START RECORDS SUPPLIED

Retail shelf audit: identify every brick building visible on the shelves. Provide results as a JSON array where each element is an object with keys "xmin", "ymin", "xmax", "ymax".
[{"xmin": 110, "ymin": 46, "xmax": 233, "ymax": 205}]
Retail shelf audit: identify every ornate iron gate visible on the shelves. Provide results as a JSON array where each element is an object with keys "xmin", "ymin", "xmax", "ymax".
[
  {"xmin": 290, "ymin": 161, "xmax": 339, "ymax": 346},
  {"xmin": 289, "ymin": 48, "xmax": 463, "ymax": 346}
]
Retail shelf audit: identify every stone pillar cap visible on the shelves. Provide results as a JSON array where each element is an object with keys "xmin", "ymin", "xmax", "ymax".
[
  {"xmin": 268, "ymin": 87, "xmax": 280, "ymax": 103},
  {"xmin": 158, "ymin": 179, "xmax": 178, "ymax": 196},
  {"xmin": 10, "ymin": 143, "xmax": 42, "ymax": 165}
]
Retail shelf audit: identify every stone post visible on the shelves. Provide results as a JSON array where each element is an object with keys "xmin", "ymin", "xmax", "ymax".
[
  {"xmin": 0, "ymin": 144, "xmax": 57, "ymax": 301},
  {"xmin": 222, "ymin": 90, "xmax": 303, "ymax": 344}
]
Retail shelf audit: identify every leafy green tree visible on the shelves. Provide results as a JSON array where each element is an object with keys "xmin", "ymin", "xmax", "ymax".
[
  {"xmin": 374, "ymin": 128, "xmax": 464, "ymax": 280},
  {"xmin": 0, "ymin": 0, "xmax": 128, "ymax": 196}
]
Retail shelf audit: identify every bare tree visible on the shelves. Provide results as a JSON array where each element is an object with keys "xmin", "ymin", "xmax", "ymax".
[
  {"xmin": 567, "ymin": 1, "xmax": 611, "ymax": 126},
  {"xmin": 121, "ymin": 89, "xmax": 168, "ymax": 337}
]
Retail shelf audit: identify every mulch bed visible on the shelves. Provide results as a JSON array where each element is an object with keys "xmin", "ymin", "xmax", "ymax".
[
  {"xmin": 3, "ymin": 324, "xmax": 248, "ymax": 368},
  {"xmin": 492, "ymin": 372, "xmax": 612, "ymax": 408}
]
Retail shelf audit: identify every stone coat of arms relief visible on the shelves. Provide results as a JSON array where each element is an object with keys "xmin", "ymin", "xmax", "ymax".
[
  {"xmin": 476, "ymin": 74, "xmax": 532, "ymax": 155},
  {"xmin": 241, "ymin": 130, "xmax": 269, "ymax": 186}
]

END RECORDS SUPPLIED

The whole of the data must be given back word for word.

Retail shelf audit: identify every brick building visible on the shelves. Provide results as a JSON array where each element is an object with keys "xmin", "ymin", "xmax", "ymax".
[{"xmin": 110, "ymin": 46, "xmax": 233, "ymax": 205}]
Retail shelf audit: identify every ornate iron gate visible on the shelves. Provide results as a JSON array where each element is an object with keys "xmin", "ymin", "xmax", "ymax".
[
  {"xmin": 290, "ymin": 161, "xmax": 339, "ymax": 346},
  {"xmin": 289, "ymin": 48, "xmax": 463, "ymax": 346}
]
Retail shelf audit: identify every stone pillar cap visible on the shelves. Provide results as a JSON array where each element is an object with keys "xmin", "ymin", "xmax", "ymax".
[
  {"xmin": 268, "ymin": 87, "xmax": 280, "ymax": 103},
  {"xmin": 158, "ymin": 179, "xmax": 178, "ymax": 196},
  {"xmin": 10, "ymin": 143, "xmax": 42, "ymax": 165}
]
Retail shelf audit: identify every stone post visible on the shelves. Provide results as a JSON array where each element is an object with keys "xmin", "ymin", "xmax", "ymax".
[
  {"xmin": 0, "ymin": 144, "xmax": 57, "ymax": 301},
  {"xmin": 222, "ymin": 90, "xmax": 303, "ymax": 344}
]
Retail shelf audit: identify every leafy green tree visible on the shelves. Provide results as a JSON array where each element is an object with keys "xmin", "ymin", "xmax", "ymax".
[
  {"xmin": 374, "ymin": 128, "xmax": 464, "ymax": 280},
  {"xmin": 0, "ymin": 0, "xmax": 128, "ymax": 196}
]
Retail shelf audit: identify every bare tree visible on the shelves. Provide results as a JSON array where each element is an object with keys "xmin", "ymin", "xmax", "ymax".
[
  {"xmin": 567, "ymin": 1, "xmax": 611, "ymax": 126},
  {"xmin": 121, "ymin": 89, "xmax": 168, "ymax": 337}
]
Retail shelf audit: identify every mulch bed visible on the shelves. Provide results as a JSON array where each element is an object with keys "xmin", "ymin", "xmax", "ymax".
[
  {"xmin": 3, "ymin": 324, "xmax": 248, "ymax": 368},
  {"xmin": 492, "ymin": 372, "xmax": 612, "ymax": 408}
]
Retail shelf audit: identify every stone coat of arms relief visible on the shelves. Provide results as a JSON array where each element is an object with keys "xmin", "ymin", "xmax", "ymax".
[
  {"xmin": 476, "ymin": 74, "xmax": 532, "ymax": 155},
  {"xmin": 241, "ymin": 130, "xmax": 269, "ymax": 186}
]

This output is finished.